2. A method according to claim 1, further including the steps: d)
detecting a current reversal event; and e) generating a crossover
signal corresponding to the current reversal event.
3. A method according to claims 1 or 2, wherein step c) corresponds
to varying the voltage drop across the resonant circuit.
4. A method according to claims 1, 2 or 3, wherein the switching
arrangement comprises an H-bridge including: a first switch, a
second switch, a third switch and a fourth switch; the first switch
being disposed in series with the third switch and the second
switch being disposed in series with the fourth switch, a first
junction being provided between the first switch and the third
switch and a second junction being provided between the second
switch and the fourth switch, and the resonant circuit being
disposed between the first junction and the second junction.
5. A method according to claim 4, wherein step c) further includes
the generation of a repeating cycle of switching signals.

[CHALLENGES]:
1. Using claim 4 of the claims excerpt, explain in one to three sentences how the four switches of the H-bridge are connected and where the resonant circuit is placed.
2. Reproduce the claims excerpt word for word between "2. A method" and "the second junction.", inclusive.

[Records from a data collection]
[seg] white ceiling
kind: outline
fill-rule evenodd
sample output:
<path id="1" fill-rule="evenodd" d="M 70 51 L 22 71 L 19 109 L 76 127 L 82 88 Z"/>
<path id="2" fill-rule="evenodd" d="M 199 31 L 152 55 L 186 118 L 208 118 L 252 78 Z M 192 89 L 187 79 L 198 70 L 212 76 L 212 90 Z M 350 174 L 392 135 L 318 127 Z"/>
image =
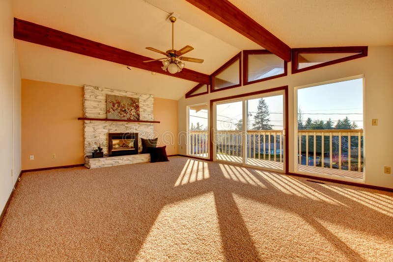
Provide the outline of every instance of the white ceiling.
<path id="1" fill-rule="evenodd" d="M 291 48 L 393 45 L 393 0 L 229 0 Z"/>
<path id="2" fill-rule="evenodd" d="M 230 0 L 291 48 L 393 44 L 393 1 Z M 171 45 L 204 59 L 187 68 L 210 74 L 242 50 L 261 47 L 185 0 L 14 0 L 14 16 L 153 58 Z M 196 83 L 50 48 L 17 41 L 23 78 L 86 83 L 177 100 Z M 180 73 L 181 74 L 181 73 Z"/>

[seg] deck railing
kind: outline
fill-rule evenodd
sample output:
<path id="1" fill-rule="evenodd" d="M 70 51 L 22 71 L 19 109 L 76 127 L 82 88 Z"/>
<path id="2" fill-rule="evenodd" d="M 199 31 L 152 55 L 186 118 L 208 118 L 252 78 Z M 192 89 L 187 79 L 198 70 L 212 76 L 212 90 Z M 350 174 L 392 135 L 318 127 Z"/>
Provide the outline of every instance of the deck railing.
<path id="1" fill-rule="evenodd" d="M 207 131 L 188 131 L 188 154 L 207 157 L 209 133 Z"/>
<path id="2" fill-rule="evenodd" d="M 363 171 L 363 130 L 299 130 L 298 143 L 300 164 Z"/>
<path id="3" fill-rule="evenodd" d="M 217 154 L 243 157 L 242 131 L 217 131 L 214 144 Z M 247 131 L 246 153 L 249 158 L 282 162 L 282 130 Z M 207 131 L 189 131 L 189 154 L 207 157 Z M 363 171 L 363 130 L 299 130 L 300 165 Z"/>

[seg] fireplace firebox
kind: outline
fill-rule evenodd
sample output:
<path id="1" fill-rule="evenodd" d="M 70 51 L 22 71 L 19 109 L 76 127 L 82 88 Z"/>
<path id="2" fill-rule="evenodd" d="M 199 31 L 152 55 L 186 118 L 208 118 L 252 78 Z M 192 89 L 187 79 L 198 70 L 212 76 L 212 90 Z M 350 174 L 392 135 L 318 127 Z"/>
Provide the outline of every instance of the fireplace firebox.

[PROBLEM SOLUTIONS]:
1. The first switch is in series with the third switch, and the second switch is in series with the fourth switch. A first junction lies between the first and third switches, and a second junction lies between the second and fourth switches. The resonant circuit is placed between the first junction and the second junction.

2.
2. A method according to claim 1, further including the steps: d)
detecting a current reversal event; and e) generating a crossover
signal corresponding to the current reversal event.
3. A method according to claims 1 or 2, wherein step c) corresponds
to varying the voltage drop across the resonant circuit.
4. A method according to claims 1, 2 or 3, wherein the switching
arrangement comprises an H-bridge including: a first switch, a
second switch, a third switch and a fourth switch; the first switch
being disposed in series with the third switch and the second
switch being disposed in series with the fourth switch, a first
junction being provided between the first switch and the third
switch and a second junction being provided between the second
switch and the fourth switch, and the resonant circuit being
disposed between the first junction and the second junction.